**Aim of the exercise**
According to the foraging excerpt below, what requirement should a resource meet before you trust it?

Make Sure Your Teachers Practice What They Preach
Foraging has recently increased in popularity as the internet has made information on it more widely available. I have personally been grateful for the information available in modern sources, as it set me off on this journey ten years ago. And though I’m glad to see people discovering healthy food and being outdoors, I have become increasingly perplexed and disturbed by the inaccurate and wrong information that has sprung up alongside all the good stuff. You can see everything from misidentified pictures, bad advice, and recipes that don’t seem possible.
Not everything online is true. Not everything in a book is true. So how do you figure out what is? I would advise to only trust a resource if the writer has worked with and eaten the plant they’re talking about. This may seem obvious, but you would be surprised how many resources have sprung up online and in print that don’t check that one, simple requirement. It’s a huge deal, and far too easy for a writer to make ignorant errors when experience doesn’t back them up. And since foraging remains a niche interest, the publisher may not have caught the misinformation. Obviously, bad teaching could have bad consequences. Use these four guidelines to vet a potential new teacher.
- Make sure they have photos of the plant — and specifically, photos they have taken themselves.

**Provided data**
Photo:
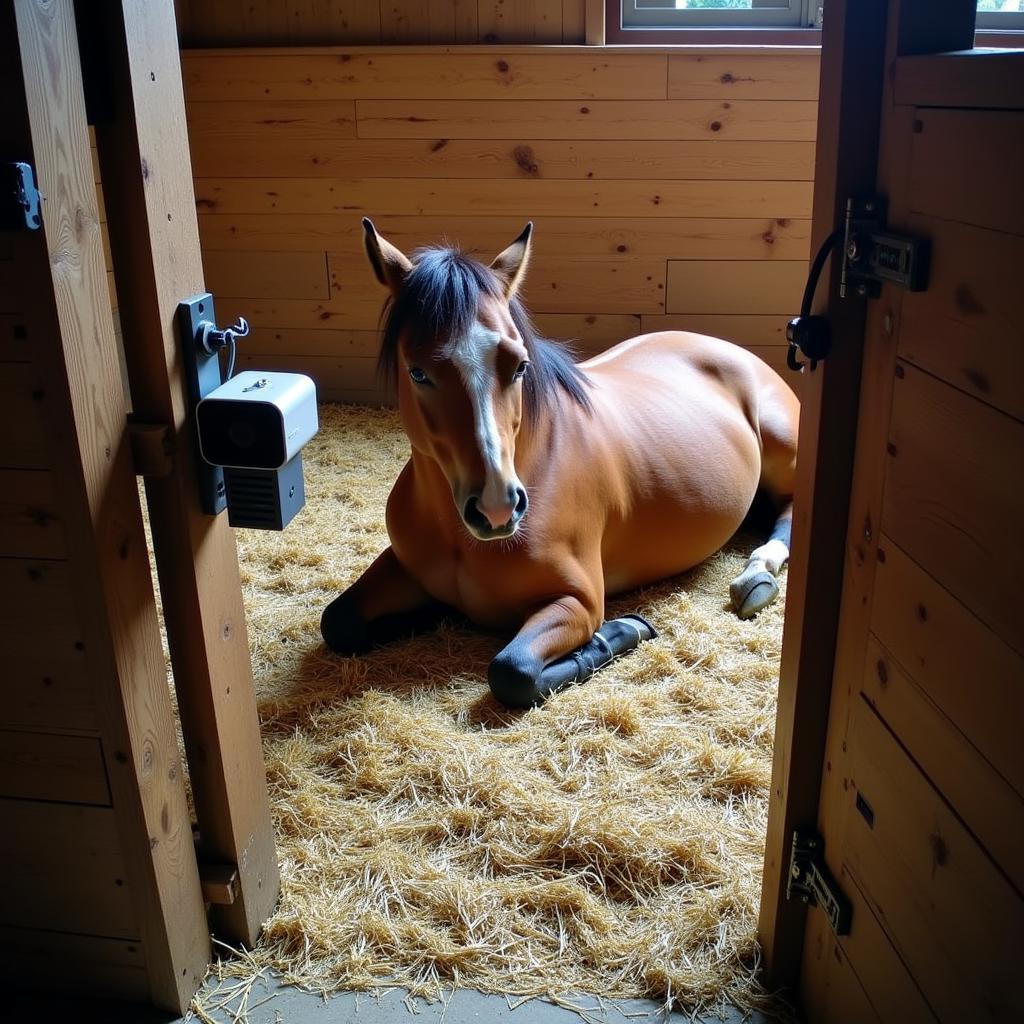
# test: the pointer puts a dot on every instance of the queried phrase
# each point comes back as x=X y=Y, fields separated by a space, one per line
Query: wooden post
x=69 y=336
x=594 y=11
x=146 y=172
x=855 y=56
x=852 y=56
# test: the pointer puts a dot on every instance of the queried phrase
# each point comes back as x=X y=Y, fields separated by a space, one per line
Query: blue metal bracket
x=196 y=316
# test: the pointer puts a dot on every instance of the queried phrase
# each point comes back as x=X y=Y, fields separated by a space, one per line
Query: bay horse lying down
x=538 y=485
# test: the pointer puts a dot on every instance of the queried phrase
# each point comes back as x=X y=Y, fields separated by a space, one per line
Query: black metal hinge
x=873 y=256
x=812 y=883
x=19 y=199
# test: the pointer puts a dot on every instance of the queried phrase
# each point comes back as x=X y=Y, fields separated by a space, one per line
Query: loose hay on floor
x=609 y=842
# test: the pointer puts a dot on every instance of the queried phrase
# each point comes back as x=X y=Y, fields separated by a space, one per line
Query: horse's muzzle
x=479 y=525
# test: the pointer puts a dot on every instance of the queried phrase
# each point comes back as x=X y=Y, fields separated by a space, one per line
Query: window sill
x=998 y=40
x=617 y=36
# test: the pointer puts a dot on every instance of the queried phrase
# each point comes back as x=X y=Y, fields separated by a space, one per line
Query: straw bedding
x=607 y=842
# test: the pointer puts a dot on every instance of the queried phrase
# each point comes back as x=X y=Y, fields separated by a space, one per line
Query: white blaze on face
x=475 y=357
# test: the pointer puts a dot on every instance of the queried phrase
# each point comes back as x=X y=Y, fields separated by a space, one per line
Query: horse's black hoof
x=513 y=680
x=343 y=629
x=752 y=591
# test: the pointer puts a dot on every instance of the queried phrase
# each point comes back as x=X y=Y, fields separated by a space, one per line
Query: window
x=1000 y=14
x=721 y=13
x=726 y=17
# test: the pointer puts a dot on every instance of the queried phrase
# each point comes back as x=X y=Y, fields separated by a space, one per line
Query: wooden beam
x=860 y=42
x=594 y=12
x=852 y=66
x=143 y=154
x=156 y=894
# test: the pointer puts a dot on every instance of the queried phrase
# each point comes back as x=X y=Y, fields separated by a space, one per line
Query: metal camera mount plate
x=203 y=375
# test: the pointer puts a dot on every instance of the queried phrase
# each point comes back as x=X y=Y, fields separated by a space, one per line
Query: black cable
x=816 y=267
x=810 y=335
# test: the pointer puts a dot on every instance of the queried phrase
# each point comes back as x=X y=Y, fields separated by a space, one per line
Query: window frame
x=762 y=14
x=991 y=30
x=690 y=34
x=999 y=20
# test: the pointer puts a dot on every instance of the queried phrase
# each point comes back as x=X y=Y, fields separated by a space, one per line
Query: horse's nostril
x=472 y=513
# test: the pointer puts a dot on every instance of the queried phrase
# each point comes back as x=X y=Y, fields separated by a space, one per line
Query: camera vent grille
x=252 y=499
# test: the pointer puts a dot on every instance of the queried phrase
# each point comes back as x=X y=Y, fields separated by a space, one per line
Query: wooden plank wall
x=668 y=189
x=351 y=23
x=96 y=849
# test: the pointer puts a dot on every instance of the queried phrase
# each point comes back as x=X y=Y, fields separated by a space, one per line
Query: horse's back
x=692 y=418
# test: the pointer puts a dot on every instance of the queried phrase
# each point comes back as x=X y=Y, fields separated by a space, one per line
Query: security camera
x=254 y=426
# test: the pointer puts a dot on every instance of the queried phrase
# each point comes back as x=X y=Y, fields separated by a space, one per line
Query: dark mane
x=439 y=301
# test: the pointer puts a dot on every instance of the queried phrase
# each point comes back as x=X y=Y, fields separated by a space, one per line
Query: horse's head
x=461 y=347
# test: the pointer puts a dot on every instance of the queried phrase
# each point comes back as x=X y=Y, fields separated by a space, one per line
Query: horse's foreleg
x=560 y=645
x=555 y=630
x=383 y=604
x=757 y=586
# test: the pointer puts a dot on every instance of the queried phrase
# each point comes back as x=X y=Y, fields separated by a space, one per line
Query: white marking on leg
x=771 y=556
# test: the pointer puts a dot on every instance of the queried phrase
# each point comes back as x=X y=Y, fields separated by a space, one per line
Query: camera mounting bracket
x=196 y=321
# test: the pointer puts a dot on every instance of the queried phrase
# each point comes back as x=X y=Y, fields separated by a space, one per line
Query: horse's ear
x=389 y=262
x=511 y=264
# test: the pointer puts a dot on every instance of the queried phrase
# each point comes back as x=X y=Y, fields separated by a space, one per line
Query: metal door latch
x=872 y=256
x=19 y=199
x=812 y=883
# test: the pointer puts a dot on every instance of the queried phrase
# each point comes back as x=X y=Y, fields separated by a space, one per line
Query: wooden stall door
x=923 y=796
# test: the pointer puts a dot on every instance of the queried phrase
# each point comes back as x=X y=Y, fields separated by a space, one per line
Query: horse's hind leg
x=757 y=586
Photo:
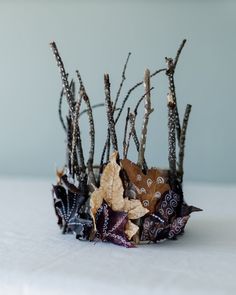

**Result**
The writer should have worked with and eaten the plant they are talking about.